*Extract provided:*
The abstract expressionists were fond of titles that didn't help viewers out much - the recent "Abstract Expressionist New York" exhibition at the Museum of Modern Art included Ad Reinhardt's 1963 "Abstract Painting," for instance, or Richard Pousette-Dart's 1943 "Fugue Number 2" or Barnett Newman's 1946 "Untitled" or Mark Rothko's 1945-6 "Untitled" or Clyfford Still's 1944 "1944-N No. 2." - and the current retrospective of the work of Venezuelan painter Carlos Cruz-Diez at the Houston Museum of Fine Arts (through July 4th) is filled with works titled "Physichromie 113-8" and "Physichromie 174." If you have to ask, it's obvious you don't know.

For artists, the titles can be as personal as the artist. "It's like naming puppies," said painter Sondra Freckelton. "You see how they behave, and that's what you name them." African-American artist Whitfield Lovell's paintings are often fragments from jazz songs, which inspired them.

Giving a name to a work of art is, historically, a relatively recent phenomenon, and it is even more recent that artists provide the title. For instance, Giorgio Vasari, in his 1568 Lives of the Artists, makes reference to a variety of paintings and sculpture by their creators, subject matter, location and patrons, but the actual artworks have no separate names. Titles may not have been deemed necessary when biblical or mythological scenes were depicted - "Madonna and Child" or "The Resurrection" - that everyone knew, or when the work was a portrait: Leonardo da Vinci never referred "La Gioconda" or, as it better known in the English-speaking world, the "Mona Lisa."

*What the task asks:* Reproduce word for word the part of the passage above on artwork titles, starting with "The abstract expressionists" and going on through "you don't know.".

*Entries shown:*
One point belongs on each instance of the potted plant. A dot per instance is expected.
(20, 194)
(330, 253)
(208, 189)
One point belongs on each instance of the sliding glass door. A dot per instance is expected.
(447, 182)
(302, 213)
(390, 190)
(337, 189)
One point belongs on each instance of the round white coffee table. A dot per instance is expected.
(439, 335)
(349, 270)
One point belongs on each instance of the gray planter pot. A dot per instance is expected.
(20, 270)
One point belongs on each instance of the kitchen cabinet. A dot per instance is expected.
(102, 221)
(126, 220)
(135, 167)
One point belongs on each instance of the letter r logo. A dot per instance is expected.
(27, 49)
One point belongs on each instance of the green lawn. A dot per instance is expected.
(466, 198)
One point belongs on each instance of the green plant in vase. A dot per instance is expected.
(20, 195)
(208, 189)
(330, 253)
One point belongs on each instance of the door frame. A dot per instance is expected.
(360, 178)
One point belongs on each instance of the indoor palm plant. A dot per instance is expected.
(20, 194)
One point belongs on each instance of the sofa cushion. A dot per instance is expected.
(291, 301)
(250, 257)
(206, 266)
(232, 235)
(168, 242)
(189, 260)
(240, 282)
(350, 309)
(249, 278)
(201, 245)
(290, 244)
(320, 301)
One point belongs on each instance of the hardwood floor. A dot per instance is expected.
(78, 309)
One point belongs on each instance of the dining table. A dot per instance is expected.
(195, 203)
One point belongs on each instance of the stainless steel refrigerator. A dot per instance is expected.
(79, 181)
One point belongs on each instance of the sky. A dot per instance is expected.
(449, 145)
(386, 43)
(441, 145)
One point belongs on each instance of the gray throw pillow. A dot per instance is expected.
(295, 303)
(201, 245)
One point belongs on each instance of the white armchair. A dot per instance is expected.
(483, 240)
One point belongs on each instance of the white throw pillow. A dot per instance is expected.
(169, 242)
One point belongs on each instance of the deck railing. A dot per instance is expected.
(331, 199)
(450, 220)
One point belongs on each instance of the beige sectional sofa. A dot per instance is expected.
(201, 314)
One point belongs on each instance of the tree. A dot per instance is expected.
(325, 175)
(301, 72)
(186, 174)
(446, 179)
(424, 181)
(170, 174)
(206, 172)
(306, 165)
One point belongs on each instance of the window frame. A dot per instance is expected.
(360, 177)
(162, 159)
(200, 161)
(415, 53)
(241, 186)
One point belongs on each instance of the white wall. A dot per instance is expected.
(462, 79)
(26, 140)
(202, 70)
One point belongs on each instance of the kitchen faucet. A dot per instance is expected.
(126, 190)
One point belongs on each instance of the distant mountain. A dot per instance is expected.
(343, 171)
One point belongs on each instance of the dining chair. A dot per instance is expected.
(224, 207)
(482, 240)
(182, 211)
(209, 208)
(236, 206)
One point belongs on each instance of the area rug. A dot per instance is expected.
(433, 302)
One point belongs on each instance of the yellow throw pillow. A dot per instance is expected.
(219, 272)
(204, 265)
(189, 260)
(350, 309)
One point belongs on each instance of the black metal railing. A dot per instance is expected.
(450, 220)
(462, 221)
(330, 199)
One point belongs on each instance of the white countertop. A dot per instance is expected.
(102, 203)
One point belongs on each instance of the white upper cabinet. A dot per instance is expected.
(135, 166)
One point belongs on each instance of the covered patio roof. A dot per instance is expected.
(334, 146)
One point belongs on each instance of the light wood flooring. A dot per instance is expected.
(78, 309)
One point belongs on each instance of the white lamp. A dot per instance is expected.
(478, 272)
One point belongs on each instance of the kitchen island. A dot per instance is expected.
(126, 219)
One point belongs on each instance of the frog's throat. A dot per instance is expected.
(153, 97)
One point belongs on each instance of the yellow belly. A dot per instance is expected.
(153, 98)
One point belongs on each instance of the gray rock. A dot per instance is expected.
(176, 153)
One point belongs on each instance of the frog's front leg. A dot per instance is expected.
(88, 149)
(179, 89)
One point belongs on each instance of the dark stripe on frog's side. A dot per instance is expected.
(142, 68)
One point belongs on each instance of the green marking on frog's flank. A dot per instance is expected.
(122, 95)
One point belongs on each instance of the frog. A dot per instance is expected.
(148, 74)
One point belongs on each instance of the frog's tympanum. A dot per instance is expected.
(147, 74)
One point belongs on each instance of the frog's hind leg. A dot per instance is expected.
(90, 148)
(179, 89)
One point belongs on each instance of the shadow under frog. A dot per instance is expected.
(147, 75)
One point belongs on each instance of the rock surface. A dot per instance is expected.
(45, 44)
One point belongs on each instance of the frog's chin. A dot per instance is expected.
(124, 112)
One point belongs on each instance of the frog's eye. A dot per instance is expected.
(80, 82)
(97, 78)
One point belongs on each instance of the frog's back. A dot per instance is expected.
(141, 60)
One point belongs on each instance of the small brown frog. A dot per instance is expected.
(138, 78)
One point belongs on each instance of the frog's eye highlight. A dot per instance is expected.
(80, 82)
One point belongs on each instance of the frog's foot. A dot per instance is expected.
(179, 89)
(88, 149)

*Exercise solution:*
The abstract expressionists were fond of titles that didn't help viewers out much - the recent "Abstract Expressionist New York" exhibition at the Museum of Modern Art included Ad Reinhardt's 1963 "Abstract Painting," for instance, or Richard Pousette-Dart's 1943 "Fugue Number 2" or Barnett Newman's 1946 "Untitled" or Mark Rothko's 1945-6 "Untitled" or Clyfford Still's 1944 "1944-N No. 2." - and the current retrospective of the work of Venezuelan painter Carlos Cruz-Diez at the Houston Museum of Fine Arts (through July 4th) is filled with works titled "Physichromie 113-8" and "Physichromie 174." If you have to ask, it's obvious you don't know.